• **TASK BRIEF**
The response must consist of the complete listing below, reproduced without alteration.

• **AVAILABLE DATA**
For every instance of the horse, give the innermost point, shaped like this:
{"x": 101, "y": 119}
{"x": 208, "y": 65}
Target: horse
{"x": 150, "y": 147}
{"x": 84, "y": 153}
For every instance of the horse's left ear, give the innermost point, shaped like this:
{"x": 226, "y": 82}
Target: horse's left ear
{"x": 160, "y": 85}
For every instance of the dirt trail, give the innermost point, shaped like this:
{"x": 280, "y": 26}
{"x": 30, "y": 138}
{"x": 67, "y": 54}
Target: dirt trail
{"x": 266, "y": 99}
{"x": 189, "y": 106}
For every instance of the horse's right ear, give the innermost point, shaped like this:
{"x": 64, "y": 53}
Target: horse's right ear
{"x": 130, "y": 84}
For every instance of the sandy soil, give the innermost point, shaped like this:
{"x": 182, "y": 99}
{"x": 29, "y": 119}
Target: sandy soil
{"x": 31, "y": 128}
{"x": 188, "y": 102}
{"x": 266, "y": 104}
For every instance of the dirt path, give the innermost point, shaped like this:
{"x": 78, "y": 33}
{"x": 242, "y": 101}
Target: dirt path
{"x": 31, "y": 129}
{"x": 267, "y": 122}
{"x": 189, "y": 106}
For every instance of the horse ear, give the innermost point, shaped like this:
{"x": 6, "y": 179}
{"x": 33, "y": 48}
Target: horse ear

• **ANSWER SPACE**
For every instance of the horse, give the innermost point, shaped like this:
{"x": 101, "y": 119}
{"x": 208, "y": 65}
Target: horse
{"x": 150, "y": 147}
{"x": 84, "y": 153}
For every instance of the horse's left ear, give the innermost point, shaped like this:
{"x": 226, "y": 82}
Target: horse's left ear
{"x": 160, "y": 85}
For every instance of the dirt trail, give the innermost point, shaped like this:
{"x": 280, "y": 26}
{"x": 30, "y": 138}
{"x": 67, "y": 54}
Target: dirt trail
{"x": 266, "y": 99}
{"x": 189, "y": 106}
For every instance of the horse's right ear, give the innermost point, shaped like this:
{"x": 64, "y": 53}
Target: horse's right ear
{"x": 130, "y": 84}
For every instance of the sandy soil, give the innermost point, shaped like this:
{"x": 182, "y": 99}
{"x": 29, "y": 119}
Target: sandy soil
{"x": 31, "y": 128}
{"x": 188, "y": 102}
{"x": 266, "y": 104}
For every instance of the dirt path, give the innermost point, shaped like this:
{"x": 78, "y": 33}
{"x": 242, "y": 101}
Target: dirt path
{"x": 31, "y": 129}
{"x": 267, "y": 122}
{"x": 189, "y": 106}
For every instance of the horse ear, give the innermost point, shaped like this:
{"x": 6, "y": 179}
{"x": 33, "y": 48}
Target: horse ear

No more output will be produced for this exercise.